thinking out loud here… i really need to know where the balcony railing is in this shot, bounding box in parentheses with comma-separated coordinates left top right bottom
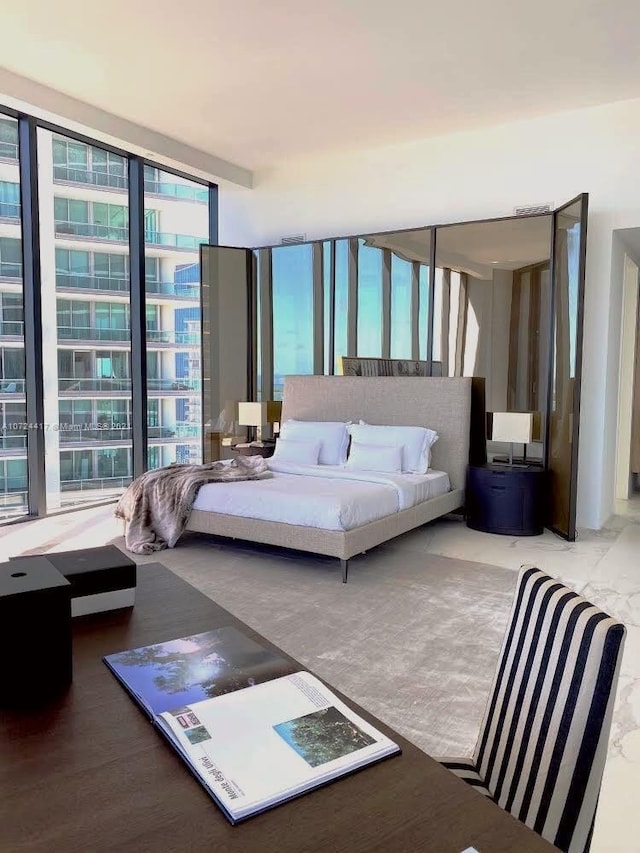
(144, 230, 205, 251)
(56, 326, 199, 345)
(0, 262, 22, 280)
(53, 165, 127, 190)
(148, 378, 200, 392)
(146, 329, 200, 345)
(60, 476, 130, 493)
(57, 425, 180, 443)
(56, 273, 129, 293)
(57, 377, 200, 393)
(55, 221, 128, 242)
(55, 220, 204, 250)
(0, 379, 25, 394)
(58, 377, 131, 393)
(143, 179, 208, 204)
(0, 202, 20, 220)
(0, 434, 27, 450)
(54, 273, 198, 299)
(0, 321, 24, 337)
(57, 325, 130, 342)
(146, 280, 199, 298)
(174, 424, 201, 438)
(0, 142, 19, 161)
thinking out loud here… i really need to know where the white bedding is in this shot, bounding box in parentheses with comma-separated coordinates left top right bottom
(191, 462, 450, 532)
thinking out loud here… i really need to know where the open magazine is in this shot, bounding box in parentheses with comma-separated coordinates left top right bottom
(104, 626, 400, 823)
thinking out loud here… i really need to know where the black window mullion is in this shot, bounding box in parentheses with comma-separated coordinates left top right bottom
(19, 116, 46, 517)
(200, 183, 219, 462)
(209, 184, 219, 244)
(426, 228, 437, 371)
(128, 157, 147, 477)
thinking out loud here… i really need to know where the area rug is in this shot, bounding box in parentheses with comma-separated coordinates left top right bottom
(128, 531, 518, 757)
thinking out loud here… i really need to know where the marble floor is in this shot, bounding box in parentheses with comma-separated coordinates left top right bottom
(1, 496, 639, 852)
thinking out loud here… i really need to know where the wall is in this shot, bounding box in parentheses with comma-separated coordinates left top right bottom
(219, 97, 640, 530)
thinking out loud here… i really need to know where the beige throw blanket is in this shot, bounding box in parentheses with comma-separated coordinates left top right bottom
(116, 456, 268, 554)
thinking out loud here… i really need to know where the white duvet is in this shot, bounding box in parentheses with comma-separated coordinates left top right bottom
(191, 462, 450, 532)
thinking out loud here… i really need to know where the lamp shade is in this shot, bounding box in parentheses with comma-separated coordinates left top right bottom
(491, 412, 534, 444)
(237, 401, 282, 427)
(238, 402, 267, 427)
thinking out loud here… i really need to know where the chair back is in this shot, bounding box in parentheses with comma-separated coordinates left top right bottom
(473, 566, 625, 852)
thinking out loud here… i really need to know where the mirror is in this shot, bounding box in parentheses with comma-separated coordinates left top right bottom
(434, 216, 552, 461)
(546, 196, 588, 538)
(201, 246, 252, 461)
(350, 228, 432, 367)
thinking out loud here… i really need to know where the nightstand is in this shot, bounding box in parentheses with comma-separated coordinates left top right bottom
(233, 443, 275, 459)
(466, 463, 546, 536)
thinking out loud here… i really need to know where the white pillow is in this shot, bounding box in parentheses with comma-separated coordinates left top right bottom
(345, 442, 402, 473)
(348, 422, 438, 473)
(280, 420, 350, 465)
(272, 438, 321, 465)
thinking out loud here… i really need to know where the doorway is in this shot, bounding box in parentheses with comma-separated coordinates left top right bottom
(614, 237, 640, 505)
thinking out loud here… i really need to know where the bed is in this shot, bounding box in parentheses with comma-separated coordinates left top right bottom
(186, 376, 472, 581)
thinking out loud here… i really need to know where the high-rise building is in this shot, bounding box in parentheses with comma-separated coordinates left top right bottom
(0, 119, 209, 517)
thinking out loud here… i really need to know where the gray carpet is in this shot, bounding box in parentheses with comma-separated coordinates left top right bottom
(122, 530, 517, 758)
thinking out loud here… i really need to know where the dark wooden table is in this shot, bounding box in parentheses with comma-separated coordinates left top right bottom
(0, 564, 555, 853)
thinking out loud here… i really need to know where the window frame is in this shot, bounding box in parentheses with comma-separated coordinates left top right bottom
(0, 103, 218, 524)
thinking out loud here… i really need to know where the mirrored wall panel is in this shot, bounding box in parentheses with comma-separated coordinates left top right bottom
(434, 216, 552, 460)
(353, 228, 432, 370)
(546, 197, 588, 539)
(201, 246, 251, 462)
(272, 243, 314, 400)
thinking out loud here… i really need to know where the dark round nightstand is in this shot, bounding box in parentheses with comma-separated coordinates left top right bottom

** EXERCISE DESCRIPTION **
Return the listing verbatim; pictures are not part of the copy.

** COMPLETED TASK **
thinking out loud here… i really need to know where the balcony railing is in this shot, bounding box in parentheses with comma-separated coordinates left top right bottom
(144, 230, 205, 251)
(56, 326, 199, 345)
(0, 262, 22, 280)
(53, 165, 127, 190)
(148, 378, 200, 392)
(146, 329, 200, 345)
(60, 476, 130, 493)
(57, 425, 180, 443)
(56, 273, 129, 293)
(57, 377, 200, 393)
(55, 221, 128, 242)
(55, 220, 204, 250)
(0, 379, 25, 394)
(58, 377, 131, 393)
(143, 179, 208, 204)
(0, 202, 20, 220)
(0, 434, 27, 450)
(54, 273, 198, 299)
(0, 321, 24, 337)
(57, 325, 130, 342)
(146, 280, 199, 298)
(174, 424, 201, 438)
(0, 142, 19, 161)
thinking out loud here… i really need to know where the white bedding is in this shot, bounding box in parentheses with comma-separated coordinates left top right bottom
(191, 462, 450, 532)
thinking out loud here… i really need to know where the open magazine is in this shot, bounding box in parentheses with comma-separated coordinates left top right bottom
(104, 626, 400, 823)
thinking out loud here… i really need to know where the black window mullion is in this shot, bounding box in parentheses with comma-separated coordinates left top right bottom
(19, 116, 46, 517)
(200, 183, 219, 462)
(209, 184, 219, 244)
(426, 228, 437, 371)
(128, 157, 147, 477)
thinking out loud here… i really need to know where the area rug is in this shot, bounding box in parentheses with comma-separated coordinates left top right bottom
(128, 531, 518, 757)
thinking out loud here… i really need to know where the marble floor is in this shot, bounding box in parentheses with comma-separated coordinates left top right bottom
(1, 496, 639, 852)
thinking out loud here… i really need to know where the wall is in this shot, bounding box in parentheses with comma-separated coordinates left top right bottom
(219, 97, 640, 530)
thinking out loud here… i really need to know where the beige throw blanket is in this shot, bounding box in parentheses with comma-separated coordinates left top right bottom
(116, 456, 268, 554)
thinking out loud here… i really need to know where the white duvet is in this shot, bounding box in parentheses with comma-separated coordinates left top right bottom
(191, 462, 450, 532)
thinking out loud here… i really need to know where the lamp shade is in this shot, bounding box in parentheses with comma-separated coordinates left top right bottom
(491, 412, 534, 444)
(237, 401, 282, 427)
(238, 402, 267, 427)
thinking out loud here… i really need to know where the chair back is in this shot, bounding box in parentheses with comma-separated coordinates left top right bottom
(473, 566, 625, 852)
thinking out loud here… i really need to know where the mirror is in this shot, bounding box in parentheses with comma-separated coordinates left top right bottom
(434, 216, 552, 461)
(546, 196, 588, 538)
(201, 246, 252, 461)
(350, 228, 432, 367)
thinking out loud here… i really need to know where the nightstand is in this shot, bounding box in parentheses with comma-separated coordinates left top right bottom
(233, 443, 275, 459)
(466, 463, 546, 536)
thinking out loud here… i really need to know where the white pillow is in this shot, bounding box in parentheses with comma-separated coordinates left top right bottom
(345, 442, 402, 473)
(348, 422, 438, 473)
(280, 420, 350, 465)
(272, 438, 321, 465)
thinking out loud here… i really need to know where the doorway is in this shot, bounding box in parentheses with comma-separated coordinates left top right bottom
(614, 237, 640, 505)
thinking out loud here… i really need to know where the bed is in this shot, bounding box in parentheses with comma-separated coordinates left top right bottom
(186, 376, 472, 581)
thinking out loud here… i really need to know where the high-rise building is in this shot, bounding box in parentheses with comma-separated coordinates left top right bottom
(0, 119, 209, 517)
thinking out loud here… i really need to know where the gray carpet is in this shot, bounding box in parentheses with comma-separated coordinates left top right bottom
(122, 530, 517, 758)
thinking out loud here… i really need to know where the dark wooden table is in this shot, bounding box in parentheses with comma-separated coordinates left top right bottom
(0, 564, 555, 853)
thinking out loud here… i really need to know where the window frame is in this shot, bounding box in parentheses with comma-separated coordinates left top right bottom
(0, 103, 218, 524)
thinking out loud here… i really need to know where the mirrored wall panel is in this shot, bounding box in parentheses with comma-separated coordinates left top right bottom
(434, 216, 552, 460)
(353, 228, 432, 370)
(546, 197, 588, 539)
(201, 246, 251, 462)
(272, 243, 314, 400)
thinking out loud here… i really need to know where the dark round nightstand is in this shot, bounding box in parentheses with comma-separated coordinates left top right bottom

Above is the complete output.